-- Task to carry out --
Transcribe the following lines verbatim, omitting the pictures.

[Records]
☆ ☆ ☆

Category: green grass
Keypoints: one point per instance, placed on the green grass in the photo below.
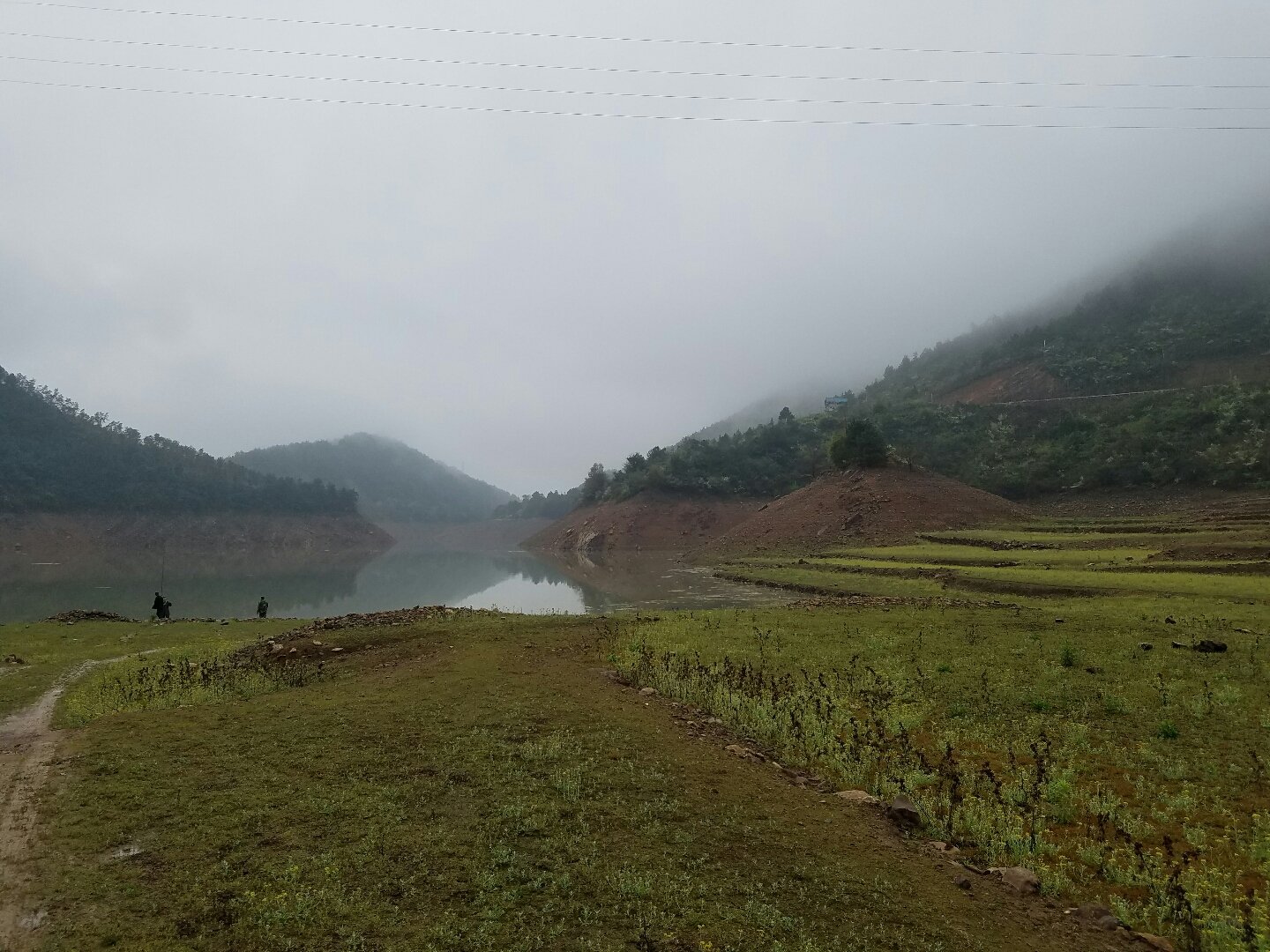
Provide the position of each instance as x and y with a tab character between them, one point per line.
476	784
470	785
51	651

☆ ☆ ☆

-- Output of the exercise --
Category: green grass
Keypoints: one point per instance, placed on the green grass in the photo below.
Provide the position of each instance as x and y with a tab character between them, one point per line.
476	784
470	785
51	651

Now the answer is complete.